** ACTIVITY 1 **
From the passage on inequality below, list every step the IMF paper says you need to take if you want growth.
** ACTIVITY 2 **
Reproduce everything in the passage on inequality below, from "Alas, the world’s" down to "the richest Americans.".

Yet, for me, the influence the wealthy exercise over government policy-making represents the biggest barrier to reducing inequality. In too many countries, our political systems resemble oligarchies instead of democracies. Across the world, collusion among economic and political elites drives pro-rich policies at the expense of greater shared prosperity.
Alas, the world’s economic inequality problem has little to do with economics. Rather, it’s a symptom of entrenched political inequality that underpins the drivers of inequality identified by the IMF: rising labor market flexibility, unequal access to credit, healthcare and education.
This isn’t conspiracy theory, either. Recent research from leading American political scientists show there’s a total disconnect between the preferences of average Americans and how Congress votes. Conversely, Congress overwhelmingly votes in favor of the preferences held by the richest Americans.
This is a great report from the IMF. It’s always helpful when large financial institutions generate solid evidence about the many scourges of extreme inequality. However, real progress may remain elusive until we can address the massive power inequities between the super wealthy and the rest of us.
The IMF has set off the alarm for governments to wake up and start actively closing the inequality gap, not just between the rich and poor, but for the middle class too. The paper’s message is pretty clear: If you want growth, you need to invest in the poor, invest in essential services and promote redistributive tax policies.

** RECORDS **
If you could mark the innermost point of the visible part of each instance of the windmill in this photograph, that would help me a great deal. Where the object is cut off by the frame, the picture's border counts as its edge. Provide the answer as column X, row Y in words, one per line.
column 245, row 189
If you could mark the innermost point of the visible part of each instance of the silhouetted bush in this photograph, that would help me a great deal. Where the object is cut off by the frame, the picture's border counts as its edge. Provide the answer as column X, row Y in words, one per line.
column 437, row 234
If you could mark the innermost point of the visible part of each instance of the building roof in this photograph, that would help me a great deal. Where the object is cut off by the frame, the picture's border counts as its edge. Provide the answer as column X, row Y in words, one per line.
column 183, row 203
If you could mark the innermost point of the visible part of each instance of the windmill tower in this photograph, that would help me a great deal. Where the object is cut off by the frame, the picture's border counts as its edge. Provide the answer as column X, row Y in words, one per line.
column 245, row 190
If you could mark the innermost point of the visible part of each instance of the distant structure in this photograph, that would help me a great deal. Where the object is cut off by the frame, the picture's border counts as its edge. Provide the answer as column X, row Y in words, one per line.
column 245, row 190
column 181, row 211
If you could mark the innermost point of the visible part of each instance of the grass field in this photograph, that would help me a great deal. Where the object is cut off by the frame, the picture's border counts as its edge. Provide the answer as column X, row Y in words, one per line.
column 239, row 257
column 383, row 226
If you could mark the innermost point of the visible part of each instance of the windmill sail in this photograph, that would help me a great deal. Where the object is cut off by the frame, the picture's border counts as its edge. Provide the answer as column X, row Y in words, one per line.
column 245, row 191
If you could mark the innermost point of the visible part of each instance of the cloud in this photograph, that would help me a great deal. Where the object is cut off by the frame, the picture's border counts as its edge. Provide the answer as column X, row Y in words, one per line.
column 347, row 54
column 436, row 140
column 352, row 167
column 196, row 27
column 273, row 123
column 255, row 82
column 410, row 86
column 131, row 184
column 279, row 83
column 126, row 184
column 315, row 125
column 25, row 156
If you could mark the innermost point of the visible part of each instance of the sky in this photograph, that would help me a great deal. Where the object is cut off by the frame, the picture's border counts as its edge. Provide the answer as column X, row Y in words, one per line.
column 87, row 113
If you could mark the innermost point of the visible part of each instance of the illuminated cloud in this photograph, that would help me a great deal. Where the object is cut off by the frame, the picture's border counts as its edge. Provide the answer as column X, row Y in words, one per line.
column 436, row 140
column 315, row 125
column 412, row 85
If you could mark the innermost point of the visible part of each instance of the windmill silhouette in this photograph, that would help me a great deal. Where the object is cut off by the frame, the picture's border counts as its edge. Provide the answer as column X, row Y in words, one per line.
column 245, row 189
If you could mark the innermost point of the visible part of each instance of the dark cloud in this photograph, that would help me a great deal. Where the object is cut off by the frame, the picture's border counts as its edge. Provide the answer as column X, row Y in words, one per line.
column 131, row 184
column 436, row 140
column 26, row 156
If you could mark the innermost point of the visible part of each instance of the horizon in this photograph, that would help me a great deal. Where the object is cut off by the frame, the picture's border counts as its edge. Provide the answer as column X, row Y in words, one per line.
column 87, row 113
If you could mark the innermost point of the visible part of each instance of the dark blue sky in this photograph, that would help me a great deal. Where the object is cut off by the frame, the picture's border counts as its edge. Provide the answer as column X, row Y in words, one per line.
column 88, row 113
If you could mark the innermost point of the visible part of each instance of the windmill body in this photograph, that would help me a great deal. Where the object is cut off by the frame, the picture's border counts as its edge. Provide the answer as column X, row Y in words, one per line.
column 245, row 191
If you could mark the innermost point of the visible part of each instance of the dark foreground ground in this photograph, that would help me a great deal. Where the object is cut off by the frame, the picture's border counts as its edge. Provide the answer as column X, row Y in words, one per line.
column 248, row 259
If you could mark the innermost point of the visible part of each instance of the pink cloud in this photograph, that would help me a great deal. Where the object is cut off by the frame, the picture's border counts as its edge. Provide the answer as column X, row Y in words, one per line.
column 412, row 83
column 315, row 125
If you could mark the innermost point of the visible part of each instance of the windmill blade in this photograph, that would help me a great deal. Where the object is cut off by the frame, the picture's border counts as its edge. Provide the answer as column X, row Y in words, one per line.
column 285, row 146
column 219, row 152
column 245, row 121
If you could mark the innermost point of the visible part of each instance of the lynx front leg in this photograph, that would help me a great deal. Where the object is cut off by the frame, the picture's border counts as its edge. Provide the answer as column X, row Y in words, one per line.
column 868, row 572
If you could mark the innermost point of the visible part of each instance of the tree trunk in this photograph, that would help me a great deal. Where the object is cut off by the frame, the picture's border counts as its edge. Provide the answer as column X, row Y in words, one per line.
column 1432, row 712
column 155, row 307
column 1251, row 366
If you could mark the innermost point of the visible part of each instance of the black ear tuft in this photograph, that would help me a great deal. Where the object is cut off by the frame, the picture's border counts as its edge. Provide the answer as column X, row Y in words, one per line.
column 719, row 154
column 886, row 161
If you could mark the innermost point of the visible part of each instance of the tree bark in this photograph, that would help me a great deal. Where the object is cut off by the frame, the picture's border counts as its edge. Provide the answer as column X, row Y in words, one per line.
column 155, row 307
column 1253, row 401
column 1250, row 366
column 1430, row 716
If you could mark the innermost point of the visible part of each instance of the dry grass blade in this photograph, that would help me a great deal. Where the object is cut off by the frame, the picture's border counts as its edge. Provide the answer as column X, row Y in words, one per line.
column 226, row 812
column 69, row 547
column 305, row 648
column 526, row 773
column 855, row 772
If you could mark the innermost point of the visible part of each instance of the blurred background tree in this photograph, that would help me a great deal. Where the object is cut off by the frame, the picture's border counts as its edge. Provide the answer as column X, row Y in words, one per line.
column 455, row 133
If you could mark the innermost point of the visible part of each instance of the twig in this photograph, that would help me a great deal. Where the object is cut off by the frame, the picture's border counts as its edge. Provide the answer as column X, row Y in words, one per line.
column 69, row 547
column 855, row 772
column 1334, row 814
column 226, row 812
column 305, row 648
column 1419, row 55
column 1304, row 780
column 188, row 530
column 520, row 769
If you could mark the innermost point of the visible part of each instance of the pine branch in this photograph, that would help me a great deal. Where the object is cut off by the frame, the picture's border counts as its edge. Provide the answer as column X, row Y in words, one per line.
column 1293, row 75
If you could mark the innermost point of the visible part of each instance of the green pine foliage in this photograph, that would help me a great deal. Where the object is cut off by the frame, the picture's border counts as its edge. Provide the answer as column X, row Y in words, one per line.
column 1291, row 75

** EXERCISE OUTPUT 1 **
- invest in the poor
- invest in essential services
- promote redistributive tax policies

** EXERCISE OUTPUT 2 **
Alas, the world’s economic inequality problem has little to do with economics. Rather, it’s a symptom of entrenched political inequality that underpins the drivers of inequality identified by the IMF: rising labor market flexibility, unequal access to credit, healthcare and education.
This isn’t conspiracy theory, either. Recent research from leading American political scientists show there’s a total disconnect between the preferences of average Americans and how Congress votes. Conversely, Congress overwhelmingly votes in favor of the preferences held by the richest Americans.